== TASK BRIEF ==
Please rewrite the data from the line with "Can you find the dome" up to and including the line with "[[98, 170], [56, 173]]", changing "church tower" to "bell tower" and keeping everything else the same. Leave the pictures out of your answer.

== TASK INPUTS ==
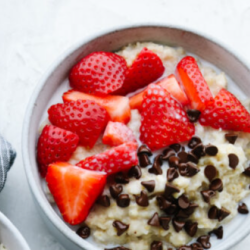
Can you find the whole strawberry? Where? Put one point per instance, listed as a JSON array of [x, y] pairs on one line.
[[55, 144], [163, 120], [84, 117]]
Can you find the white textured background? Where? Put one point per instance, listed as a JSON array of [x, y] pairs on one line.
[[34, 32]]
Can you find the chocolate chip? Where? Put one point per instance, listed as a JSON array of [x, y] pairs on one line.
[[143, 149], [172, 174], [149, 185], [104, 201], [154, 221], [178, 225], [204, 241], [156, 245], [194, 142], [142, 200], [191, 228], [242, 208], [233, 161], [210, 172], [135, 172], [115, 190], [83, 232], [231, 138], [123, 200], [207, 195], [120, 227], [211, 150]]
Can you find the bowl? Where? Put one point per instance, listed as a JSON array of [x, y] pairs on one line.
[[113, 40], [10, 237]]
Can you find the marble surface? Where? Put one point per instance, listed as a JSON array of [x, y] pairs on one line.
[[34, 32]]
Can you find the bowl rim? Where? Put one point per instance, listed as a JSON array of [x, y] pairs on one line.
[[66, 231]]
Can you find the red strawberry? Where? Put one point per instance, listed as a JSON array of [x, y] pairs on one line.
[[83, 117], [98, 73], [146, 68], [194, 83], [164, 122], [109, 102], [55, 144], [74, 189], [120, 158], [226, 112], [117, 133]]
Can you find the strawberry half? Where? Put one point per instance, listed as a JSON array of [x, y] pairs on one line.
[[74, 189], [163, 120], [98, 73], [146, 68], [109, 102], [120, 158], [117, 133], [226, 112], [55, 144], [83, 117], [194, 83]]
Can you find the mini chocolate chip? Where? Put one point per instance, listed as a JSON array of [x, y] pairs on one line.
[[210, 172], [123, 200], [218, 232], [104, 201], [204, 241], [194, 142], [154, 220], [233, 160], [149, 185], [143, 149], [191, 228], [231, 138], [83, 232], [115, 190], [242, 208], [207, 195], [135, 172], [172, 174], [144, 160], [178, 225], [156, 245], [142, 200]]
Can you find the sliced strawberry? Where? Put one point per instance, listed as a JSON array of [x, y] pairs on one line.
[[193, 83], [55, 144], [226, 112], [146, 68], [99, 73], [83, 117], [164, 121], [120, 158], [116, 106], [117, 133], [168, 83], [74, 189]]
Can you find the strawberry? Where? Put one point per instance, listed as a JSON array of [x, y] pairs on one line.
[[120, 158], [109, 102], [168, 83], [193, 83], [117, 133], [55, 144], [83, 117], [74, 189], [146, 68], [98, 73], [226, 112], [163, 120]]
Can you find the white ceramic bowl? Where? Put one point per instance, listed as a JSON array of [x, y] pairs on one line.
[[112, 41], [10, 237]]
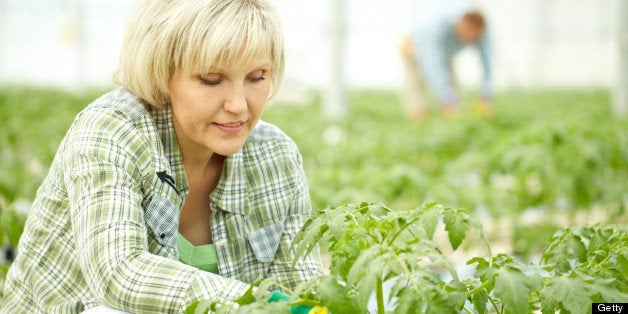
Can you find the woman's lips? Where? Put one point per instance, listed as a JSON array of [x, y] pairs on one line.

* * *

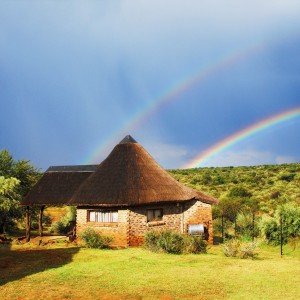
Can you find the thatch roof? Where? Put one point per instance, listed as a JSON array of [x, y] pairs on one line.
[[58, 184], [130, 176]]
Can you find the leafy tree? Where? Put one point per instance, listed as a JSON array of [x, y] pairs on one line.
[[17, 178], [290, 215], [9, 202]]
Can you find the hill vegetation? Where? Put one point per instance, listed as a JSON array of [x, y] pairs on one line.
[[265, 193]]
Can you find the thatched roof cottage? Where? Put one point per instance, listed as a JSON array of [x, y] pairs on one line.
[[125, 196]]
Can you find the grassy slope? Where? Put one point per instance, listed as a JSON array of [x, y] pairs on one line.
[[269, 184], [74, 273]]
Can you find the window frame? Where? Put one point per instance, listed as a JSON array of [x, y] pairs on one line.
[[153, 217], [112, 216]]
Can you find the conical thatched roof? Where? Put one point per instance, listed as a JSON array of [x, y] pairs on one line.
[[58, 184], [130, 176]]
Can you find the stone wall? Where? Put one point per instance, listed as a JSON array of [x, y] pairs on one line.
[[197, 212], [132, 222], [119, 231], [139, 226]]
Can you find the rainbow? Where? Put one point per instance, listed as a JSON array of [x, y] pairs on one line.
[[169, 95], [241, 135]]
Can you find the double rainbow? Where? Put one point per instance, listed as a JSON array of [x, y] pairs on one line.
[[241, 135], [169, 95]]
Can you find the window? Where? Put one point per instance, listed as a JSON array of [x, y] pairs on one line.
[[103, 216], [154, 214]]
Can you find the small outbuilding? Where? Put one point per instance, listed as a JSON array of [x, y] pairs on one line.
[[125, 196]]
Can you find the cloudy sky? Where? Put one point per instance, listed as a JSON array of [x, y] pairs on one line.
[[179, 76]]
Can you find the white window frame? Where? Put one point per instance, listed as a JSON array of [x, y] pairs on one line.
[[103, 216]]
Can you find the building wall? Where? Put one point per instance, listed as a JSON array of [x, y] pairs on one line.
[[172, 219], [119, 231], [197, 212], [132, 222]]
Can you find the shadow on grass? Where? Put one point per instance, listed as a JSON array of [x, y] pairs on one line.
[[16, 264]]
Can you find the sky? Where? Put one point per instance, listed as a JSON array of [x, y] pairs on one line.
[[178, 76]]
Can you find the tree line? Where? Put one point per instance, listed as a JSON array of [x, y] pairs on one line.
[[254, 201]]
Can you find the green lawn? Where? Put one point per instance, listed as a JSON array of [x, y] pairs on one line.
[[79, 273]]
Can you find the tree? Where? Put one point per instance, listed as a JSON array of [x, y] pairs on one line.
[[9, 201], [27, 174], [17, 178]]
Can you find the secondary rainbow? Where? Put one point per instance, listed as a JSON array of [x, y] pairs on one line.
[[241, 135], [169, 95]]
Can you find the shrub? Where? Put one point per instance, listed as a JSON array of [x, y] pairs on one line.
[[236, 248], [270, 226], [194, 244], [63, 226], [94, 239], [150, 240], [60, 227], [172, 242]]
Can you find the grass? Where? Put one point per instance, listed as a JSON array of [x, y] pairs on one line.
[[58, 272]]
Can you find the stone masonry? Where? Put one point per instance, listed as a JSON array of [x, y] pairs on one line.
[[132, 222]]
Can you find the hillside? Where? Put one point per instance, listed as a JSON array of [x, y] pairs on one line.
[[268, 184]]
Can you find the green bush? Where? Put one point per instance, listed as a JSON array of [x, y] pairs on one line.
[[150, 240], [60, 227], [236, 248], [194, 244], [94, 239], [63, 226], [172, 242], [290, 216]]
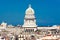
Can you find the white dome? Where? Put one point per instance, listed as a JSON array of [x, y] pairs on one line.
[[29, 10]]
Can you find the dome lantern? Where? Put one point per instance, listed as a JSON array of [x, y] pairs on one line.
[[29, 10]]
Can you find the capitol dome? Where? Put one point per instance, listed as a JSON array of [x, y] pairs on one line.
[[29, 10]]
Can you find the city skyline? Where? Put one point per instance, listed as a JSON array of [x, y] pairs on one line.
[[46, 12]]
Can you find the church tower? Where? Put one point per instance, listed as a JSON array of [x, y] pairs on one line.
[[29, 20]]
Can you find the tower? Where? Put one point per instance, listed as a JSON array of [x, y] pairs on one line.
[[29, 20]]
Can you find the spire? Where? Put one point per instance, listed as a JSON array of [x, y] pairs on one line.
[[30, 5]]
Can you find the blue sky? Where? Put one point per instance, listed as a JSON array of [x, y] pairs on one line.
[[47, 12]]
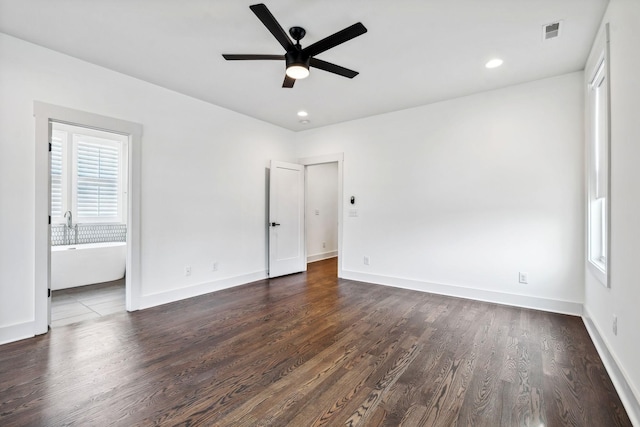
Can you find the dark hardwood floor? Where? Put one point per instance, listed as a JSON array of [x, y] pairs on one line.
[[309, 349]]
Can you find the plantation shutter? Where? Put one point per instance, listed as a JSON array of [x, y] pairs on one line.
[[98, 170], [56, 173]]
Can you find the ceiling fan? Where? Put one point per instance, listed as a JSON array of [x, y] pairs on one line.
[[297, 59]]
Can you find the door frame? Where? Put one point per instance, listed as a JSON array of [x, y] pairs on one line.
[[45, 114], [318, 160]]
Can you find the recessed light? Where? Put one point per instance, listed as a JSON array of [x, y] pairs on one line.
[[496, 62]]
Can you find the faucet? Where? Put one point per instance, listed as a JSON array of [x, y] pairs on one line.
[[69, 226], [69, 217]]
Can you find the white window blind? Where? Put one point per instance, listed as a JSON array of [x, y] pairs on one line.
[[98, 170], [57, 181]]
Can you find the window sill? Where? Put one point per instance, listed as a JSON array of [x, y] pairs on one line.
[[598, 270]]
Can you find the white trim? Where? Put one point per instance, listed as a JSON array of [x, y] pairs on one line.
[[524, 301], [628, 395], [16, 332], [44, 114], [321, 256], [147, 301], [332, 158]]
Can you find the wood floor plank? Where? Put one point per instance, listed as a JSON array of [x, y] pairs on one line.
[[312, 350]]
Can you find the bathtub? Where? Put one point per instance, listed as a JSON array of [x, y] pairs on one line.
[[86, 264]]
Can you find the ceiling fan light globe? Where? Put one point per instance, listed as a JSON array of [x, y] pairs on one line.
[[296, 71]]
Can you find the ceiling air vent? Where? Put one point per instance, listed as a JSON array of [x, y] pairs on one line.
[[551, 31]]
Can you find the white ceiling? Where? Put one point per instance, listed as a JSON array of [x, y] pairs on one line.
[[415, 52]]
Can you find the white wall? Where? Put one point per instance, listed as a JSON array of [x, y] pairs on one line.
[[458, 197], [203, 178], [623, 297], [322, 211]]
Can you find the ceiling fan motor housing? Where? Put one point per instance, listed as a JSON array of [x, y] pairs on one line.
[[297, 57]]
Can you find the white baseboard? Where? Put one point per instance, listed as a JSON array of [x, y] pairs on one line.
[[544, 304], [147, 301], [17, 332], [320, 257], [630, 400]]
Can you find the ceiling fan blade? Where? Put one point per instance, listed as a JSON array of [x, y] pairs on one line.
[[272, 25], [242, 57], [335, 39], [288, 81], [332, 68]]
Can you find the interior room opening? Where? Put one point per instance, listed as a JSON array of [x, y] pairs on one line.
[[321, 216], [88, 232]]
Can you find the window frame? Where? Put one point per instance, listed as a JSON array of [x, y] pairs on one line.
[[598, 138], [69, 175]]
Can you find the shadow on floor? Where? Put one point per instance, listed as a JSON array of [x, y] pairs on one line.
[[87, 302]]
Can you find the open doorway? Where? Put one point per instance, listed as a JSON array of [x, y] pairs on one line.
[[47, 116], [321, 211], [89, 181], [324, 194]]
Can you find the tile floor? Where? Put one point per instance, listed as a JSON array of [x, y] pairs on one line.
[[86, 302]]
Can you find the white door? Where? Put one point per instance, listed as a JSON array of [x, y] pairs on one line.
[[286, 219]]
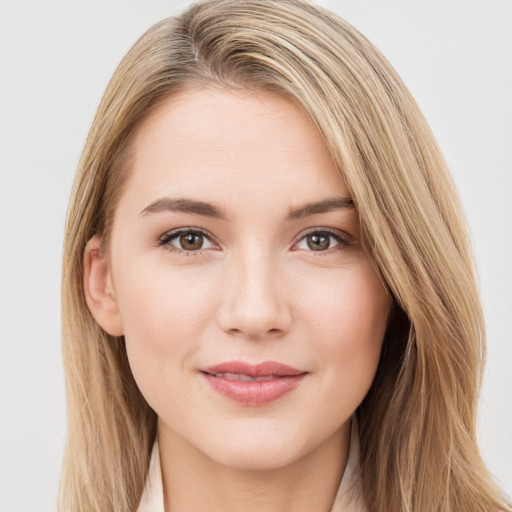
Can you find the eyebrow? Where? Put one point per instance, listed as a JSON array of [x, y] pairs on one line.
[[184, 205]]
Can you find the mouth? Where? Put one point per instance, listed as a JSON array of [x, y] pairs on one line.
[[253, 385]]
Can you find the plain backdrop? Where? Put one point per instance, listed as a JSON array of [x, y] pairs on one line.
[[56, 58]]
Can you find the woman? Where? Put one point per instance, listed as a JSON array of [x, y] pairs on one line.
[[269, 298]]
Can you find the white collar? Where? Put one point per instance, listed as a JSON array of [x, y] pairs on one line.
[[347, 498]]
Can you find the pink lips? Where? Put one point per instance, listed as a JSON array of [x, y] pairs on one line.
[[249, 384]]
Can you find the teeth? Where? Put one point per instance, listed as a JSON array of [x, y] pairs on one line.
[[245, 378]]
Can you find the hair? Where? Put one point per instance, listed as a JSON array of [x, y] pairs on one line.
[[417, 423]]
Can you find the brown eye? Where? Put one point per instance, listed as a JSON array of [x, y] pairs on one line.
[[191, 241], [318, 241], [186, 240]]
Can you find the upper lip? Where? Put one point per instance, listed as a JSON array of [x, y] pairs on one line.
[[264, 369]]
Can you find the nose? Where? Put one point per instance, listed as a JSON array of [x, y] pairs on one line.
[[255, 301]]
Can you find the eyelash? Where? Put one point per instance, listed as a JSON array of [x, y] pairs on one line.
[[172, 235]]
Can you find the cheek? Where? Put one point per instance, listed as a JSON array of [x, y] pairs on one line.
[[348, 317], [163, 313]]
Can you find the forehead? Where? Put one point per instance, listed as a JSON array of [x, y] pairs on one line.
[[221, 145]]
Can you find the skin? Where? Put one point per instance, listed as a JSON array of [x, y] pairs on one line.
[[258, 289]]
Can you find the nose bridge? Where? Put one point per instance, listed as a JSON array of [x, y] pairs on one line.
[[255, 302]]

== SOLUTION FOR THIS TASK ==
Can you find the dome lantern? Where? Put one point per instance, listed as a JSON array of [x, y] pairs on one line.
[[29, 10]]
Can you find the capitol dome? Where? Put one point per instance, listed as a JSON array of [x, y] pairs on one line.
[[29, 10]]
Can you find the city skyline? Where? Put one point per instance, listed as a JSON array of [x, y] pairs on one line.
[[46, 12]]
Can you find the bell tower? Where? Put one point per instance, listed as a JSON array of [x, y] pairs on one line.
[[29, 20]]
Can you find the tower? Where? Put one point per instance, listed as a JSON array of [x, y] pairs on one line.
[[29, 20]]
Can you find the spire? Where? Put one point per instance, listed as a JSON array of [x, y] pairs on one line.
[[30, 5]]
Can you find the blue sky? Where? Put one point per instance, listed as a JSON array of [x, y] pairs on one line.
[[47, 12]]
Can you find the dark hardwood floor? Where? Put one point per instance, listed as a JSON array of [x, y] pairs on one line.
[[309, 349]]
Can you find the plantation shutter? Where? Put one point per instance, listed as a JSON array of [x, y] pairs on one line.
[[98, 170], [56, 173]]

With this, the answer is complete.